## Actions to take
[A] In the SAS forum thread, what name does the ODS OUTPUT statement use for one-way frequency tables?
[B] Carry on the SAS forum thread from its last sentence.

## Source document
-- BEGIN --

I'm a beginner in SAS and I have the following problem.
I need to calculate counts and percents of several variables (A B C) from one dataset and save the results to another dataset.
my code is:
proc freq data=mydata;
tables A B C / out=data_out ; run;
the result of the procedure for each variable appears in the SAS output window, but data_out contains the results only for the last variable. How to save them all in data_out?
Any help is appreciated.
ODS OUTPUT is your answer. You can't output directly using the OUT=, but you can output them like so:
ods output OneWayFreqs=freqs;
proc freq data=sashelp.class;
tables age height weight;
run;
ods output close;
OneWayFreqs is the one-way tables, (n>1)-way tables are CrossTabFreqs:
ods output CrossTabFreqs=freqs;
ods trace on;
proc freq data=sashelp.class;
tables age*height*weight;
run;
ods output close;
You can find out the correct name by running ods trace on; and then running your initial proc whatever (to the screen); it will tell you the names of the output in the log. (ods trace off; when you get tired of seeing it.)
Lots of good basic sas stuff to learn here
1) Run three proc freq statements (one for each variable a b c) with a different output dataset name so the datasets are not over written.
2) use a rename option on the out = statement to change the count and percent variables for when you combine the datasets
3) sort by category and merge all datasets together
(I'm assuming there are values that appear in in multiple variables, if not you could just stack the data sets)

-- END --

## Supplied entries
-- BEGIN --

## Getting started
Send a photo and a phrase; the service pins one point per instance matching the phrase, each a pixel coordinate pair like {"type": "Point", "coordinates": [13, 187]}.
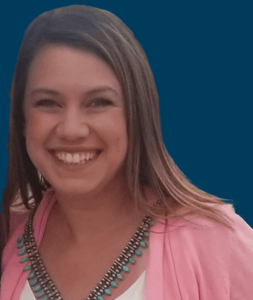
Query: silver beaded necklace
{"type": "Point", "coordinates": [42, 285]}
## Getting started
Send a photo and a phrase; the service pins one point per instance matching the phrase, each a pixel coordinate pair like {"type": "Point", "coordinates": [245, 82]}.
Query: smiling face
{"type": "Point", "coordinates": [75, 126]}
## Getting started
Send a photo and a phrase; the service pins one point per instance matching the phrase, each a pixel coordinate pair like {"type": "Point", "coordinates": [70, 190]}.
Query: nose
{"type": "Point", "coordinates": [72, 125]}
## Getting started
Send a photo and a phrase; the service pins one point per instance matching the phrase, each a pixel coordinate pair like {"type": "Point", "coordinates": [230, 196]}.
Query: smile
{"type": "Point", "coordinates": [76, 157]}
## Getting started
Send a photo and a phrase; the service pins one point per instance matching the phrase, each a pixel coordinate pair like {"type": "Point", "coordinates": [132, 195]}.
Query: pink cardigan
{"type": "Point", "coordinates": [185, 261]}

-- END --

## Answers in order
[A] OneWayFreqs

[B]
data mydata;
input a $ b $ c$;
datalines;
r r g
g r b
b b r
r r r
g g b
b r r
;
run;
proc freq noprint data = mydata;
tables a / out = data_a
(rename = (a = category count = count_a percent = percent_a));
run;
proc freq noprint data = mydata;
tables b / out = data_b
(rename = (b = category count = count_b percent = percent_b));
run;
proc freq noprint data = mydata;
tables c / out = data_c
(rename = (c = category count = count_c percent = percent_c));
run;
proc sort data = data_a; by category; run;
proc sort data = data_b; by category; run;
proc sort data = data_c; by category; run;
data data_out;
merge data_a data_b data_c;
by category;
run;
As ever, there are lots of different ways of doing this sort of thing in SAS. Here are a couple of other options:
1. Use proc summary rather than proc freq:
proc summary data = sashelp.class;
class age height weight;
ways 1;
output out = freqs;
run;
2. Use multiple table statements in a single proc freq
This is more efficient than running 3 separate proc freq statements, as SAS only has to read the input dataset once rather than 3 times:
proc freq data = sashelp.class noprint;
table age /out = freq_age;
table height /out = freq_height;
table weight /out = freq_weight;
run;
data freqs;
informat age height weight count percent;
set freq_age freq_height freq_weight;
run;
This is a question I've dealt with many times and I WISH SAS had a better way of doing this.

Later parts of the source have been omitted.